▸ **Try it**:
Somewhere below are a line with "[(258, 215), (90, 150), (467, 161)]" and a later line with "[(182, 133)]". Output exactly those lines and all lines between them.
*** Opening of Data for processing ***
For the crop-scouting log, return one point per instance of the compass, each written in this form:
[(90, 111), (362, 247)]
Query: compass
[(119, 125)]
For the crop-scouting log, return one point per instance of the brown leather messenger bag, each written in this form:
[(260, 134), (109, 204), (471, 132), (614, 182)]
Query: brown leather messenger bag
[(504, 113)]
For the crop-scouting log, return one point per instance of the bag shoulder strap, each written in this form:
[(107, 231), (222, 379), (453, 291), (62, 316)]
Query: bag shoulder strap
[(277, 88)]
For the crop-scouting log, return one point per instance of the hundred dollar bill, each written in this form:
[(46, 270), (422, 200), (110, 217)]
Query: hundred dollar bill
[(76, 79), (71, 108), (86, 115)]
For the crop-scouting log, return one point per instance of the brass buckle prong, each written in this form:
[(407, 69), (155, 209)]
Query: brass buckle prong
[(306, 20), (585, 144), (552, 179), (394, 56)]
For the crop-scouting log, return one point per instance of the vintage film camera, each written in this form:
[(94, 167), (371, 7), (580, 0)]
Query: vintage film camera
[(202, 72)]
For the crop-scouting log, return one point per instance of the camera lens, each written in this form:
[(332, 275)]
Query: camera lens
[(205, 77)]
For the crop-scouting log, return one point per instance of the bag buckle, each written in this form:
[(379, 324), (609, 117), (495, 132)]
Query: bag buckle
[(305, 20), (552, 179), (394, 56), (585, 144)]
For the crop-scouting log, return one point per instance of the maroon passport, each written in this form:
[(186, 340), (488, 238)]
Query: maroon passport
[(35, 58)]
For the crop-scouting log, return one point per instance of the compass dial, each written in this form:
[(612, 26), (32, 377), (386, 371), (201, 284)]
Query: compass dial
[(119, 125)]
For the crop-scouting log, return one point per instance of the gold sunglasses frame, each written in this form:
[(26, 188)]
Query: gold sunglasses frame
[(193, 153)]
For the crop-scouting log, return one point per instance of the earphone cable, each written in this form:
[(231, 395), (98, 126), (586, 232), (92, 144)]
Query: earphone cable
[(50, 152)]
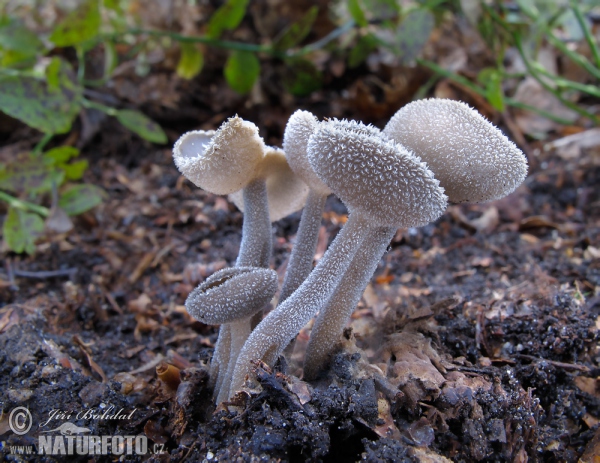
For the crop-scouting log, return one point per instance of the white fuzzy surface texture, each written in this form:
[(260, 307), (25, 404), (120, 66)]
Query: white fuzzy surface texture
[(300, 126), (232, 294), (473, 160)]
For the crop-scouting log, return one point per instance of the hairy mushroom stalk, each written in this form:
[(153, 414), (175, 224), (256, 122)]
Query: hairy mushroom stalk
[(473, 161), (235, 159), (383, 186), (298, 130), (230, 297)]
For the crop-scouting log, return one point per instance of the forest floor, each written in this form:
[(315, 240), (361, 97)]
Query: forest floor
[(476, 340)]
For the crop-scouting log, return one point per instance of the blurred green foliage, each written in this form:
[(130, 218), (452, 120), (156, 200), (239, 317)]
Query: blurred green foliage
[(44, 84)]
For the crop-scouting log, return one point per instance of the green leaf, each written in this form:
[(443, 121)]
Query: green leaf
[(111, 58), (40, 106), (227, 17), (52, 73), (14, 36), (191, 61), (411, 35), (141, 125), (27, 174), (21, 229), (296, 32), (302, 77), (357, 13), (75, 170), (114, 5), (61, 154), (381, 10), (492, 80), (241, 70), (80, 198), (79, 26), (364, 46)]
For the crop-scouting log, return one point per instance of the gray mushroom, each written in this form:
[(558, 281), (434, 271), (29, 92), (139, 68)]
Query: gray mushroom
[(471, 158), (384, 187), (474, 162)]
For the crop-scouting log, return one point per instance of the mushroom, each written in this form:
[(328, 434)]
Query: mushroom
[(298, 130), (228, 162), (332, 318), (300, 126), (230, 297), (234, 159), (472, 160), (384, 187)]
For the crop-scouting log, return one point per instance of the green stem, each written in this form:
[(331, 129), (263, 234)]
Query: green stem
[(228, 44), (242, 46), (566, 83), (587, 33), (509, 101), (578, 59), (42, 144), (81, 63), (24, 205), (334, 34), (548, 88), (99, 106)]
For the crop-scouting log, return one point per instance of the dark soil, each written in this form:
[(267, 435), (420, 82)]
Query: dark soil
[(476, 341)]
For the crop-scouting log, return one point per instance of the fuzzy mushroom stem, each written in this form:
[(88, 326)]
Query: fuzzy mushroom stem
[(383, 186), (301, 259), (220, 360), (255, 248), (333, 317), (276, 330)]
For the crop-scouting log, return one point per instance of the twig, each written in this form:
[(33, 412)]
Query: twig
[(42, 144), (242, 46), (566, 366), (509, 101), (44, 274), (24, 205)]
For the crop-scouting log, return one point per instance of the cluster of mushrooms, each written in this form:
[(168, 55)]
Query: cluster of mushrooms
[(430, 153)]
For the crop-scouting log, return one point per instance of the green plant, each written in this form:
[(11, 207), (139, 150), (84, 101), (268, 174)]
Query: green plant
[(524, 29), (41, 88), (32, 175)]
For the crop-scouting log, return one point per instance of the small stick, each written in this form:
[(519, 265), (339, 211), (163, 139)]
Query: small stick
[(43, 274)]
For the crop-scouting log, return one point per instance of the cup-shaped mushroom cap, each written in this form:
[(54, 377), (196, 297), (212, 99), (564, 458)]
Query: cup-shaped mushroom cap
[(298, 130), (375, 177), (471, 158), (286, 192), (227, 162), (232, 294)]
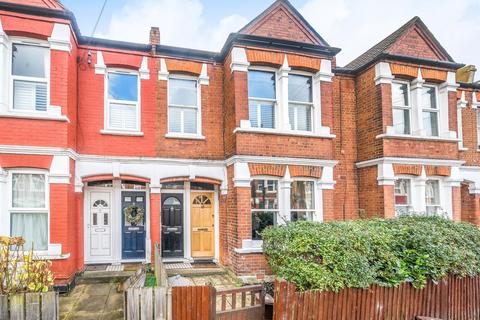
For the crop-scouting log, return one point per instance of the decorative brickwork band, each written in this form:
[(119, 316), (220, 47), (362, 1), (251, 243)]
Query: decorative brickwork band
[(184, 66), (414, 170), (437, 171), (305, 171), (262, 169)]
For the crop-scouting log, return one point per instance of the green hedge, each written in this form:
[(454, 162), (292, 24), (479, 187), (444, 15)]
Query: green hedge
[(387, 252)]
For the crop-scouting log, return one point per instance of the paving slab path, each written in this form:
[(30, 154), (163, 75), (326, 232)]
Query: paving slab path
[(99, 301)]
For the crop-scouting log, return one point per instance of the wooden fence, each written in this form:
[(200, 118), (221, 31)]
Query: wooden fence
[(30, 306), (451, 299)]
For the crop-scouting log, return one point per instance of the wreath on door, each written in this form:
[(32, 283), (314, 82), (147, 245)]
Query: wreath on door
[(134, 214)]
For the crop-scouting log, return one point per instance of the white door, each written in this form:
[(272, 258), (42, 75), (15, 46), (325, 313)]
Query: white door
[(100, 225)]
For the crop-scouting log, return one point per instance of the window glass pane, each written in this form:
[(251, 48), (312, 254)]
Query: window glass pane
[(432, 193), (29, 95), (264, 194), (299, 88), (401, 121), (300, 117), (28, 190), (261, 84), (28, 61), (261, 220), (400, 94), (430, 123), (190, 120), (123, 116), (429, 99), (123, 86), (33, 227), (302, 195), (182, 92)]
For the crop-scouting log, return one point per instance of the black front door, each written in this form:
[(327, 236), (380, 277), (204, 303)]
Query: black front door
[(172, 225), (133, 225)]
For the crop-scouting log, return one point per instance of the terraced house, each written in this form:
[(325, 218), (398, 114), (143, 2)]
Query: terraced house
[(108, 147)]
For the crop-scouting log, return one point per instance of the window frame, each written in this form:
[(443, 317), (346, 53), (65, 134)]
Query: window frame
[(274, 101), (438, 206), (409, 205), (275, 211), (108, 101), (432, 110), (409, 107), (310, 104), (11, 209), (197, 107), (310, 212), (47, 80)]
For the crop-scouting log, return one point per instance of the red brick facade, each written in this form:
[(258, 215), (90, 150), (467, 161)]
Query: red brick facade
[(351, 155)]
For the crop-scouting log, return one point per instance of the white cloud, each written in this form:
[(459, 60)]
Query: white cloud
[(355, 26), (181, 22)]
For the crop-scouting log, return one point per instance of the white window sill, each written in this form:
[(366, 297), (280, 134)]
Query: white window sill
[(184, 136), (122, 133), (34, 116), (285, 132), (415, 137)]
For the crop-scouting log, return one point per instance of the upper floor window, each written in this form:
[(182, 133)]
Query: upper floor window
[(261, 99), (183, 109), (401, 107), (429, 107), (29, 210), (300, 102), (30, 76), (302, 200), (264, 204), (432, 196), (123, 103), (402, 196)]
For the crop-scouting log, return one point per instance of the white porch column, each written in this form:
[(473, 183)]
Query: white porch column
[(282, 96), (285, 186)]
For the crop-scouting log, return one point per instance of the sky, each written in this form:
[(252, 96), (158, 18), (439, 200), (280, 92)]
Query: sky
[(352, 25)]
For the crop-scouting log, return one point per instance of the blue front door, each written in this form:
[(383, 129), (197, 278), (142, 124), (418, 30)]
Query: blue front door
[(133, 224)]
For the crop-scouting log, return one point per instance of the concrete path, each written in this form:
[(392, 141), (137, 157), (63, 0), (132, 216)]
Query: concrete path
[(99, 301)]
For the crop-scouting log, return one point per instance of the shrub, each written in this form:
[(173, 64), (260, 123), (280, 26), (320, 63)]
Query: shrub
[(387, 252), (19, 271)]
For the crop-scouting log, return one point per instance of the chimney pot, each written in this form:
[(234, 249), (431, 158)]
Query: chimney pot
[(154, 36)]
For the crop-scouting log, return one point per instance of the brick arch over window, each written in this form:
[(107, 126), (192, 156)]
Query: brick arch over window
[(181, 66), (305, 171), (441, 171), (122, 60), (25, 161), (265, 169), (410, 169), (111, 177), (197, 179)]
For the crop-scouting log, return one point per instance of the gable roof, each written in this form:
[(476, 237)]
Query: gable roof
[(301, 25), (47, 4), (384, 47)]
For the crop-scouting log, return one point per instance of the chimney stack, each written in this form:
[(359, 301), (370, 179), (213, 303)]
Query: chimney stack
[(154, 36)]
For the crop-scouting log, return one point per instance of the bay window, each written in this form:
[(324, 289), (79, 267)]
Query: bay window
[(30, 74), (261, 99), (401, 107), (430, 110), (123, 112), (29, 209), (183, 106), (264, 205), (432, 196), (300, 102), (402, 196), (302, 200)]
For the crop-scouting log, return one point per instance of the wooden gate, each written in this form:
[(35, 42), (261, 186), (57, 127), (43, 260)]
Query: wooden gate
[(206, 303)]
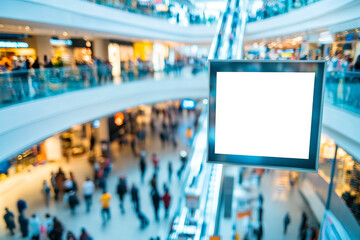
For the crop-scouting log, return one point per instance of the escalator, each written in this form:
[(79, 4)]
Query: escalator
[(197, 216)]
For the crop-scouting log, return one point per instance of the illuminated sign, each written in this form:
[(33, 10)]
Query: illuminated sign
[(60, 42), (266, 113), (8, 44), (326, 38), (188, 104)]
*** Close of Data for processing ***
▸ **Written answer**:
[(258, 215), (90, 150), (467, 161)]
Query: red brick facade
[(351, 155)]
For the crop-scouting log, return one point per instance of the white cloud, each written in this form:
[(459, 60)]
Query: white cloud
[(355, 26), (181, 22)]
For the crop-scouting log, return one point per instance of the white window sill, each written in this form:
[(366, 297), (280, 134)]
Query: white window sill
[(184, 136), (122, 133), (34, 116), (285, 132), (415, 137)]
For the crop-scouting log, return one point per instance of the upper floor window, each written in this form:
[(182, 133)]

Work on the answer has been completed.